→ What you need to do: Copy every row below word for word, but leave out the pictures.

# START OF Source material

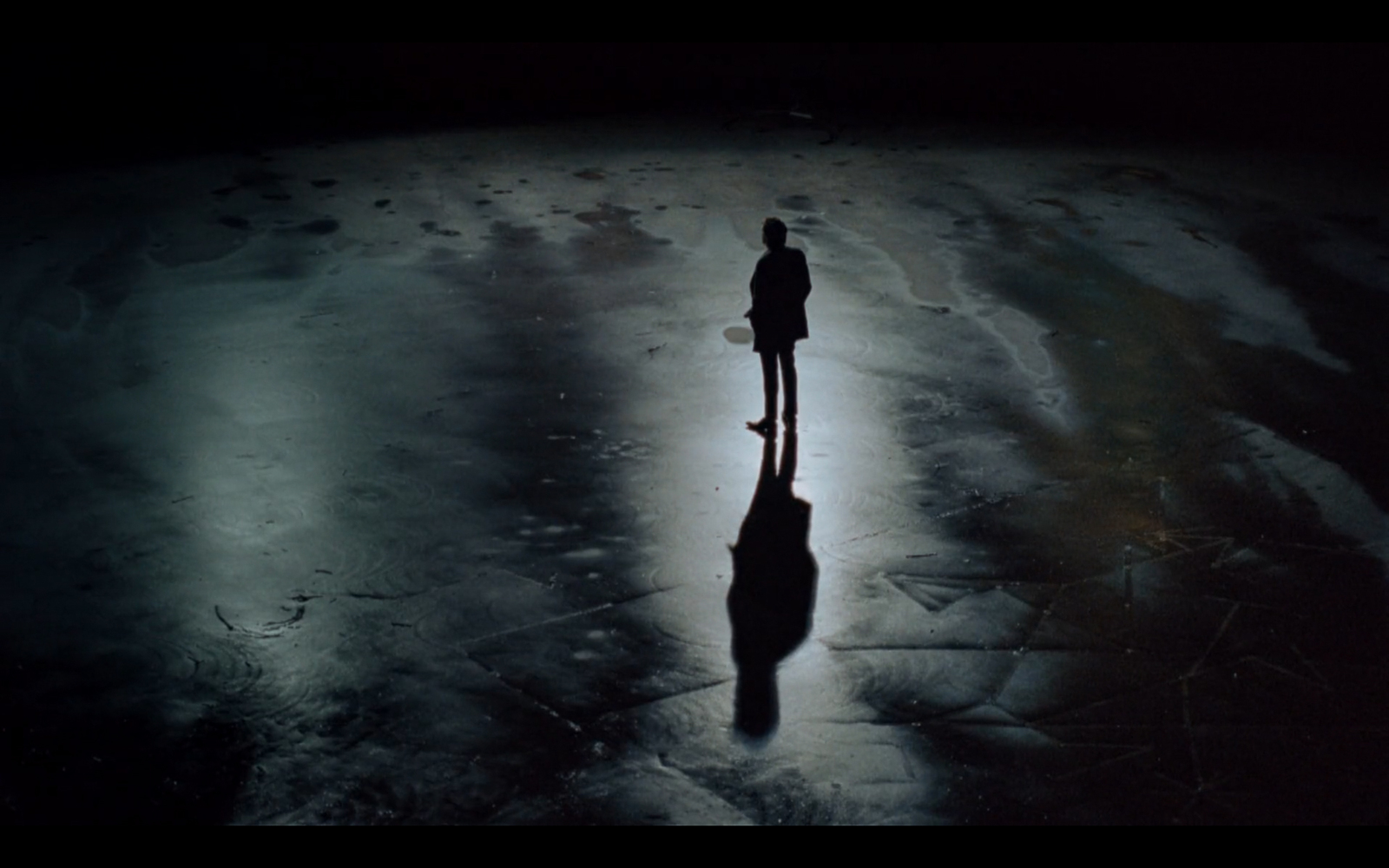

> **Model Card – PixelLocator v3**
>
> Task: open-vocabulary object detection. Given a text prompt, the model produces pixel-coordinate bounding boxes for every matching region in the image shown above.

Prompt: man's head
[762,217,787,250]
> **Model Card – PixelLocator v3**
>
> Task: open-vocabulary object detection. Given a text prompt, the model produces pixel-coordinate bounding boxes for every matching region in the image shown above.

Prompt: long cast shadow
[727,432,820,739]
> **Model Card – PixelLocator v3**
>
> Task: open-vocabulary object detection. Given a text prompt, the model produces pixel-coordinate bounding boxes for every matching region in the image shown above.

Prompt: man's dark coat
[747,247,810,352]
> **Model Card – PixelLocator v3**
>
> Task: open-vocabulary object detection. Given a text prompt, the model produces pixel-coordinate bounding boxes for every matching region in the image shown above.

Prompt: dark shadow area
[727,431,820,739]
[0,647,255,825]
[0,42,1389,172]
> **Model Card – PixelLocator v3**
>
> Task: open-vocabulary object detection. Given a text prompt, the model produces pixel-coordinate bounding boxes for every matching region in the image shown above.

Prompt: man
[743,217,810,436]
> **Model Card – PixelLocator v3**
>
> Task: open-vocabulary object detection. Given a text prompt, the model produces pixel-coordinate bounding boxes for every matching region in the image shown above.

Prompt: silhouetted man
[745,217,810,435]
[727,431,820,739]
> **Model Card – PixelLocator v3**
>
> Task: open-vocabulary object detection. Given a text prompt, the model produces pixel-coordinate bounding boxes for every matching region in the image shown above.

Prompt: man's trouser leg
[759,352,776,421]
[773,349,800,419]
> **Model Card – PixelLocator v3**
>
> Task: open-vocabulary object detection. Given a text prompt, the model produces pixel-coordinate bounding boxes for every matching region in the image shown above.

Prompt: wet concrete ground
[0,116,1389,824]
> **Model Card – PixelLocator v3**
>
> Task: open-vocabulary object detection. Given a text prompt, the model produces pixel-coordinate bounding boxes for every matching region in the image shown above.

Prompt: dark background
[3,43,1389,171]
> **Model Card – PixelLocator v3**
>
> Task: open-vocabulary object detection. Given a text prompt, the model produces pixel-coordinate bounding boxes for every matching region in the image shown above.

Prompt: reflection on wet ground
[0,122,1389,824]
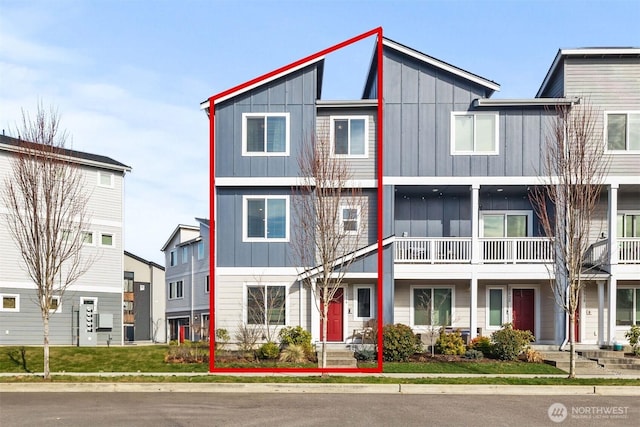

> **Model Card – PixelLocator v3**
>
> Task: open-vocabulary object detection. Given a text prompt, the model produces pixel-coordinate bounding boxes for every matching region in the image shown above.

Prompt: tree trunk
[42,316,51,380]
[569,312,576,378]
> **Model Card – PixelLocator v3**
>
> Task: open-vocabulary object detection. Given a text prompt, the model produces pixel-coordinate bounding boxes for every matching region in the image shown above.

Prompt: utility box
[98,313,113,329]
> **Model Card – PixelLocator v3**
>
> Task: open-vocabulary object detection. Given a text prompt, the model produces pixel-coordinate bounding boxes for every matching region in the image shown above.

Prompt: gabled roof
[365,37,500,96]
[0,135,131,172]
[536,47,640,98]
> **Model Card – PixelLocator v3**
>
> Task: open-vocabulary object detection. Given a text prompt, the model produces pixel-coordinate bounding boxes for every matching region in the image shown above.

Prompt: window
[242,113,289,156]
[246,285,286,325]
[123,271,135,292]
[98,171,113,188]
[354,286,374,319]
[616,288,640,326]
[0,294,20,311]
[242,196,289,242]
[481,211,533,237]
[100,233,115,247]
[169,280,183,299]
[331,117,369,157]
[411,287,453,326]
[487,288,505,329]
[198,240,204,259]
[451,113,498,155]
[607,112,640,151]
[617,213,640,237]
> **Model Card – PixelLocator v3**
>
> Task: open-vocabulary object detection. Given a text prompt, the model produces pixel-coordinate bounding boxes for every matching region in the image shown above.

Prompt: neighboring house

# END OF Source material

→ Result below:
> **Model Card – PixelLocator v3**
>
> Task: open-vocabulary object detection. Given a text prompt, the model produces pixel-coordinate bounding boxes for every matching region in the image shown above.

Prompt: man's head
[762,217,787,250]
> **Model Card – PixelLocator v3**
>
> Task: open-vocabulary object detection. Given a text prompt, the model produces pixel-coordinate bounding boxes for every matching region in the image shown above.

Prompt: long cast shadow
[727,432,820,739]
> **Model Card – PixelLocator v3**
>
> Task: open-vocabulary object detection. Given a text prompt, the model produces pixel-coordinate bounding boxes for every matching region in the image shown above.

Prompt: man's dark coat
[747,247,810,352]
> **Model Card – PixelLocator v3**
>
> Task: open-vocabulary object detection. Given a text prompt, the model produces pixel-coordinate bounding boxes for every matching region in the image shown above.

Prompt: dark shadow area
[727,431,820,739]
[0,647,255,825]
[0,42,1389,172]
> **Model Card – PixelLocator v3**
>
> Task: open-vocabulary object detection. Given a text prompt, the model produces pixel-coordinate bounding boxes for every matching region in the image shown above.

Prompt: man
[743,217,810,436]
> **Model Card – PixelLocator v3**
>
> Task: open-vocabulary object detection. Given a text prompt, the model produces pixel-coordinate bounding boxes for every matching region in the image shown above.

Prompt: silhouetted man
[745,217,810,435]
[727,431,820,739]
> **Model Card – PixelLocator v3**
>
> Task: open-vocabulary object detection. Given a text prompt, the model produces pixel-coordinate bounding boxes for every matching region in the image shown above.

Prompt: man's trouser leg
[759,352,776,421]
[773,349,800,419]
> **Model Card – PixelLocator v3**
>
> Task: open-vocabulary object detection. Given a text prompt, the model produces pixel-coordinate bounding boxes for every matching region in the image shown above.

Prompt: wet concrete ground
[0,116,1389,824]
> **Model Card – PixelLocator v3**
>
> Task: open-vocabulary object detection. Given a text prompt, the model produces pixel-coordinate bounding boxes for every matching region in the image shown above.

Prompt: dark background
[3,43,1389,171]
> **Model Card – PixelLocator v3**
>
> Task: open-vocabulary object detection. Given a text prompt, the model produces pixel-coordinate bounding boxes for every matching region in the image shown above.

Prompt: reflection on wet ground
[0,122,1389,824]

> **Model Card – PixelLocator v3**
>
> Task: open-vocabulary object detection. Given a text prompt, the model produces pixel-coordinate bounding boxes for every matching region in the image shown above.

Prompt: tree trunk
[42,316,51,380]
[569,312,576,378]
> **Model Card – PixelLocator v3**
>
> Task: open-vocabulary object detection. Given a text prompt, the model produces pixel-coordinate bounding boxes for every matching region in the image shown above.

Prompt: utility box
[98,313,113,329]
> **Model Card – PixelLocator v3**
>
> Task: open-vocabulary object detection. Given a text prompt, the model produces pixel-coordinate bounding boxes for every matching region in the image shown above.

Prompt: gabled roof
[365,37,500,96]
[0,135,131,172]
[536,47,640,98]
> **Model Card – PixelLocator v3**
>
> Task: open-vocabulary object detection. Given a text prompt, the model produces pixel-coordinate bounding boxes for every matching region in the image shown above.

Prompt: window
[242,113,289,156]
[246,285,286,325]
[123,271,135,292]
[98,171,113,188]
[354,286,374,319]
[616,288,640,326]
[0,294,20,311]
[242,196,289,242]
[481,211,533,237]
[100,233,115,247]
[169,280,183,299]
[331,117,369,157]
[411,287,453,326]
[487,288,505,329]
[198,240,204,259]
[451,113,498,155]
[607,112,640,151]
[617,213,640,237]
> **Model Card – PixelLocator v3**
>
> Task: open-vocabulary object detection. Given a text prompt, the model produces pixel-coordinate bounding boxes for every matching region in the image shown above.

Prompt: neighboring house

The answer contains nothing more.